Rescale the items below, starting with the line that contains "Check that every instance of the dark doorway" and going on through the line that contains "[(336, 97), (489, 92), (552, 130)]", both included. Write all of these lines out again, requests too, with every coordinate in the answers multiplied by 1.15 and rounded to a whole number, halves rounded up.

[Records from a data collection]
***
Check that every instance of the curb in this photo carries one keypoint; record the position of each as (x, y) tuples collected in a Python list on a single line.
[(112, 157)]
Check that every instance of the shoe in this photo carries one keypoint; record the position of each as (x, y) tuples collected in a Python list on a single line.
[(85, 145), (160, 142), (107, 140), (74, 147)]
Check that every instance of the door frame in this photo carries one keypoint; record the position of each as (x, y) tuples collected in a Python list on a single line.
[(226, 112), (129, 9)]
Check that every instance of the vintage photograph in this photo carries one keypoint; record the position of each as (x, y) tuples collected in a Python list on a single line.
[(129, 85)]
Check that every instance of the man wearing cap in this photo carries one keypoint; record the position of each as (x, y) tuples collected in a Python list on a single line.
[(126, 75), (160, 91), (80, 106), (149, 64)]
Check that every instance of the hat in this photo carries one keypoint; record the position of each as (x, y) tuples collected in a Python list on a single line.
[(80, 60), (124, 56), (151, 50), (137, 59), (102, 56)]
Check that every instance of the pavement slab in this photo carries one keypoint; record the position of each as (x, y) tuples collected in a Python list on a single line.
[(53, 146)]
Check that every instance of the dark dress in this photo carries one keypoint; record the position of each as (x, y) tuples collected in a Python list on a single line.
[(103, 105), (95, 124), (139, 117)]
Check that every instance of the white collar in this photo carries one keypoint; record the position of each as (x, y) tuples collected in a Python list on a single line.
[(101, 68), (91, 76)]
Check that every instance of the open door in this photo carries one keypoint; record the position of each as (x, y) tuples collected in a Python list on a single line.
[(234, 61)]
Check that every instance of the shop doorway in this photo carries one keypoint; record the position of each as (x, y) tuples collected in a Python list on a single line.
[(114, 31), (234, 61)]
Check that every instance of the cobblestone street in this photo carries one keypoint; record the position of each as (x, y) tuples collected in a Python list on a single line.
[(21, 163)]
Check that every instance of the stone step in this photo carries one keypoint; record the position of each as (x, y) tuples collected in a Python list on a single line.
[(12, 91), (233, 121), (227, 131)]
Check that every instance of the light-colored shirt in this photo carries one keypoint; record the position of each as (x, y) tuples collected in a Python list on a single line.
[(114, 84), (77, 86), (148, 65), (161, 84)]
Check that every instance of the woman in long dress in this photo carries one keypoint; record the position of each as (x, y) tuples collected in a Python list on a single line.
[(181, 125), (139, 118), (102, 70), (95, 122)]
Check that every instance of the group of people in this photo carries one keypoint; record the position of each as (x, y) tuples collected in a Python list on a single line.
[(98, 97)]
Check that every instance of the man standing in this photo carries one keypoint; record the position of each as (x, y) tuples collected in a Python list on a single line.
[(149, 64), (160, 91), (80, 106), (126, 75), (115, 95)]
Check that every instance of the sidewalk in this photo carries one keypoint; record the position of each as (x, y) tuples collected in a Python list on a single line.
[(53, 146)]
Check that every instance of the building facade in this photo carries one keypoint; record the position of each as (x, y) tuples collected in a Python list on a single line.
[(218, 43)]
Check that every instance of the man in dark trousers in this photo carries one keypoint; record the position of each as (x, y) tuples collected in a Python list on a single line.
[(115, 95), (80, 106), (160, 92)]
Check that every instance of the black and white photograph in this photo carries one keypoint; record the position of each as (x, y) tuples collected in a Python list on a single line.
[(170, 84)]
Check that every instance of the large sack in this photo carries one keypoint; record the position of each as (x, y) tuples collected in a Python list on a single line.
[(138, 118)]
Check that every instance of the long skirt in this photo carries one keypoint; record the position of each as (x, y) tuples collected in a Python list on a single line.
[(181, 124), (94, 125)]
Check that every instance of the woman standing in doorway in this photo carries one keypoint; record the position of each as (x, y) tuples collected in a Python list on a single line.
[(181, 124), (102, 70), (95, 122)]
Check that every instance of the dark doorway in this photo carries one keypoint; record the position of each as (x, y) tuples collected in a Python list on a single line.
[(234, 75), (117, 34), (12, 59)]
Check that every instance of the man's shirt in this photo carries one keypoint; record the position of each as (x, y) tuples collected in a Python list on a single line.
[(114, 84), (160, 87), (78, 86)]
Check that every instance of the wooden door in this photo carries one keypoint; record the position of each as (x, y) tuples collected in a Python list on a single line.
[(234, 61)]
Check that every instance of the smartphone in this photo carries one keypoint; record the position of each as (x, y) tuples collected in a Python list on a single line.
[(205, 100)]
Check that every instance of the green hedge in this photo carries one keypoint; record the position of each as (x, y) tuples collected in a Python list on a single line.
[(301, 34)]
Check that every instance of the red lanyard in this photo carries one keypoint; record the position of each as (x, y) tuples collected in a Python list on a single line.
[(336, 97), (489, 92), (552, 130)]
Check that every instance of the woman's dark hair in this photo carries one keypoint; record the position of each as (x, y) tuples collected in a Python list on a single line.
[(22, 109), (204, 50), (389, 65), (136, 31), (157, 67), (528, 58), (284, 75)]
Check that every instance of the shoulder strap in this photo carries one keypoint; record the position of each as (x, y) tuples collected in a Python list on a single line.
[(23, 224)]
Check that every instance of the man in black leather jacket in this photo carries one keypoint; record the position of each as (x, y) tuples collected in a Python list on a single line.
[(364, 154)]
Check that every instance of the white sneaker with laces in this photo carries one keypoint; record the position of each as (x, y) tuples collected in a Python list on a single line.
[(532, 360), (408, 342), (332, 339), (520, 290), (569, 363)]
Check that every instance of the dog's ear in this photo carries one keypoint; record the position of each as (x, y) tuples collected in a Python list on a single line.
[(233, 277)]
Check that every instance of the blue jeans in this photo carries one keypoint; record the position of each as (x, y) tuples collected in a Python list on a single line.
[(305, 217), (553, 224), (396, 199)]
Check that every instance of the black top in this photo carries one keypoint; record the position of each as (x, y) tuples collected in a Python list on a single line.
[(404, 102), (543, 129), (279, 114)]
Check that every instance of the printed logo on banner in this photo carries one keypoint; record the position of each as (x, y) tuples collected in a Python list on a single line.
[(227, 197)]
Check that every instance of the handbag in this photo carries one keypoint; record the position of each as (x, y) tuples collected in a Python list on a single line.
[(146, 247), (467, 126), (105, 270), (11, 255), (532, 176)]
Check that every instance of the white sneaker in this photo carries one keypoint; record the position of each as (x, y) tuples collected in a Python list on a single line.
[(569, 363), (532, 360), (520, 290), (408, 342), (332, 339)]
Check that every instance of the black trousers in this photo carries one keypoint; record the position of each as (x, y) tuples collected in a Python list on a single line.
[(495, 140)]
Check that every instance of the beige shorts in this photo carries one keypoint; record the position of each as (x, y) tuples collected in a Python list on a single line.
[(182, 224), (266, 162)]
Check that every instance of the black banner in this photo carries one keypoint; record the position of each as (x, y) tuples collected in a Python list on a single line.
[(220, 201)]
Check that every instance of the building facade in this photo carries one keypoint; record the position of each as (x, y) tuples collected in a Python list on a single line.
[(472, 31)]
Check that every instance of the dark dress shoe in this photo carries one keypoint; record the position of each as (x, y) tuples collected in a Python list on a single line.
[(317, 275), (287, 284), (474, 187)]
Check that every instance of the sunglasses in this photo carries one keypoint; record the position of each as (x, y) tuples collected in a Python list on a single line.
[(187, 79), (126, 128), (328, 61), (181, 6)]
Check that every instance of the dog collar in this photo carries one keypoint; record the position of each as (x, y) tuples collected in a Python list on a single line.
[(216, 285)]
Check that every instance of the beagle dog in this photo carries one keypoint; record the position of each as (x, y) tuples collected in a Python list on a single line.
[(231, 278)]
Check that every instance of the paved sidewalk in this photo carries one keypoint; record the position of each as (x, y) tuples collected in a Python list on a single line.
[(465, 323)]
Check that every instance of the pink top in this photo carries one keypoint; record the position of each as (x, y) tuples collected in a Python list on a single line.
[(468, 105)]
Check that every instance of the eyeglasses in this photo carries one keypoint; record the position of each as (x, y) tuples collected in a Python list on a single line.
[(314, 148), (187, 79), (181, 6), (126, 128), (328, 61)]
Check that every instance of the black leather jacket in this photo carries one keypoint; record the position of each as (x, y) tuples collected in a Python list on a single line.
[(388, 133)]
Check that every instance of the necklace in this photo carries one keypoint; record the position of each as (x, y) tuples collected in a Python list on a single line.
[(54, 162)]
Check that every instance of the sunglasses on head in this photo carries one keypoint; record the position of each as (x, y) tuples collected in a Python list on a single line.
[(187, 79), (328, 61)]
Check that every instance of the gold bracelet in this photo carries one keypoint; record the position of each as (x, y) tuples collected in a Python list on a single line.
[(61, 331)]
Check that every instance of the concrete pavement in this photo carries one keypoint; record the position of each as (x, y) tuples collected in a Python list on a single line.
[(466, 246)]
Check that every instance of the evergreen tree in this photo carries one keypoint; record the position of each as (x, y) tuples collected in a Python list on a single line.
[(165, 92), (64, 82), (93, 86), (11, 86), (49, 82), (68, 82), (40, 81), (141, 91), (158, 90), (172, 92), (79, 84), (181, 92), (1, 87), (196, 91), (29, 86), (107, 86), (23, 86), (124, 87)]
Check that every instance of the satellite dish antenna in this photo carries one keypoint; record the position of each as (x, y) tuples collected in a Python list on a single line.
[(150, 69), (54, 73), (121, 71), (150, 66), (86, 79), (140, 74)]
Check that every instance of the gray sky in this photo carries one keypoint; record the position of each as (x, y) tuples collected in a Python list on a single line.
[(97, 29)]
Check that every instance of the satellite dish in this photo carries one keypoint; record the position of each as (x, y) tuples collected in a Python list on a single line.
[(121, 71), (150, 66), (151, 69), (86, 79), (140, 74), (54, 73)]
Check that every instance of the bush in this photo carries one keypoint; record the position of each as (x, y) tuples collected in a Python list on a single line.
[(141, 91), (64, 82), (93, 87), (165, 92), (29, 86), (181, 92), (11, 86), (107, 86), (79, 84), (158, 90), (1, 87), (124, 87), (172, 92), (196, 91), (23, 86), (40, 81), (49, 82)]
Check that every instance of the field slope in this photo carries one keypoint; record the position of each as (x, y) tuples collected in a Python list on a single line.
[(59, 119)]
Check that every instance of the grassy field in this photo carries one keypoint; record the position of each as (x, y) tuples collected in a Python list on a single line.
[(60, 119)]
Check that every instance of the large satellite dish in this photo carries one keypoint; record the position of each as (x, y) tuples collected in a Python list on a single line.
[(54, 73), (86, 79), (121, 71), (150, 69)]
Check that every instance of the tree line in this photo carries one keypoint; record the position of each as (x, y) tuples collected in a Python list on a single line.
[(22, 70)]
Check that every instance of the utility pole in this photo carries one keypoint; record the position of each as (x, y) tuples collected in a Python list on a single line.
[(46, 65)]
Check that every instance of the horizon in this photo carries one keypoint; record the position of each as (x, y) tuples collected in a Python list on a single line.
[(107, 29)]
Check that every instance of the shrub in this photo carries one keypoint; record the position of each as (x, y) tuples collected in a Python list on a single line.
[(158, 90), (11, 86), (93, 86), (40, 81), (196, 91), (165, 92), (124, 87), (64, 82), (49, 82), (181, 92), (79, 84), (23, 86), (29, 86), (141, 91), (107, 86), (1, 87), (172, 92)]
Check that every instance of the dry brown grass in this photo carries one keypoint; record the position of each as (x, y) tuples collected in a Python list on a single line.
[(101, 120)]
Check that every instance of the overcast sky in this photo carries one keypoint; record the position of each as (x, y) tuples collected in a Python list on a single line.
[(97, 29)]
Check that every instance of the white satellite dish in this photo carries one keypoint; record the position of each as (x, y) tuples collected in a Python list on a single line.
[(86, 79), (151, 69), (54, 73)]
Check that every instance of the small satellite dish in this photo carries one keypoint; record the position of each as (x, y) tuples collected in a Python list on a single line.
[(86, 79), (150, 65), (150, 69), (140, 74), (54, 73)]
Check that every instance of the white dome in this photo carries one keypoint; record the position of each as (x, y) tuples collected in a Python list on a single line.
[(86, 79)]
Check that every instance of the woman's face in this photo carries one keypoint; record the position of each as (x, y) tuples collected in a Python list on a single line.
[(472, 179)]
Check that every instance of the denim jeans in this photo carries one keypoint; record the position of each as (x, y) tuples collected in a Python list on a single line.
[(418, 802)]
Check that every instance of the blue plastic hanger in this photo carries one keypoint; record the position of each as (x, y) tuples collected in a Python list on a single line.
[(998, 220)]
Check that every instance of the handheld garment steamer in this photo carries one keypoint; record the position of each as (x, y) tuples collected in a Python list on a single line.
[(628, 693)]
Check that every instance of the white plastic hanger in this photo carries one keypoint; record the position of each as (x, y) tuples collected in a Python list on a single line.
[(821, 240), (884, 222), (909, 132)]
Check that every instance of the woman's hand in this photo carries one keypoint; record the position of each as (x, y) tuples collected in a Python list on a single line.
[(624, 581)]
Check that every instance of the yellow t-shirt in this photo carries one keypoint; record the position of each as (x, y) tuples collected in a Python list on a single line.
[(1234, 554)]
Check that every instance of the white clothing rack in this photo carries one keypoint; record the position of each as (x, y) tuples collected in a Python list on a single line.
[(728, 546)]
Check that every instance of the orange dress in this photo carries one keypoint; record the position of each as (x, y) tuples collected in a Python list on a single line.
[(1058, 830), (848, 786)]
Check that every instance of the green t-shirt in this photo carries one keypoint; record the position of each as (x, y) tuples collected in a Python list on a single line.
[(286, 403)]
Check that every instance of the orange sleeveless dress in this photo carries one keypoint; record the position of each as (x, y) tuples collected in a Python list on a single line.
***
# Answer to this task
Check that every instance of the dark doorway in this photo carries one keypoint; record the position of each as (x, y) tuples collected in a Python list on a single line.
[(269, 86), (135, 39), (14, 68)]
Check that every instance of the man's shirt in this photo carries one keypoint; record the position of each as (x, y) tuples collected in a Python list on a single line.
[(131, 97), (184, 100), (90, 99)]
Check that every instance of the wooden door in this photo carries one keypoint; record the position of each as (x, y) tuples collected in a Python list on a single line.
[(269, 70)]
Check that every instance of the smartphone in this photo carries one keypoint; record the position of each as (x, y) tuples collected in a Python list on a single line.
[(236, 115)]
Check that every instance of the green hedge in this photo carries one keypoint; record the position of each as (x, y) tuples collected in a Python list on a single line.
[(346, 39)]
Check that every instance of the red lanyard in this photo carries one keypoint; record the position of each as (x, y) tuples collected in a Python list on a single line.
[(386, 112), (562, 106), (635, 150)]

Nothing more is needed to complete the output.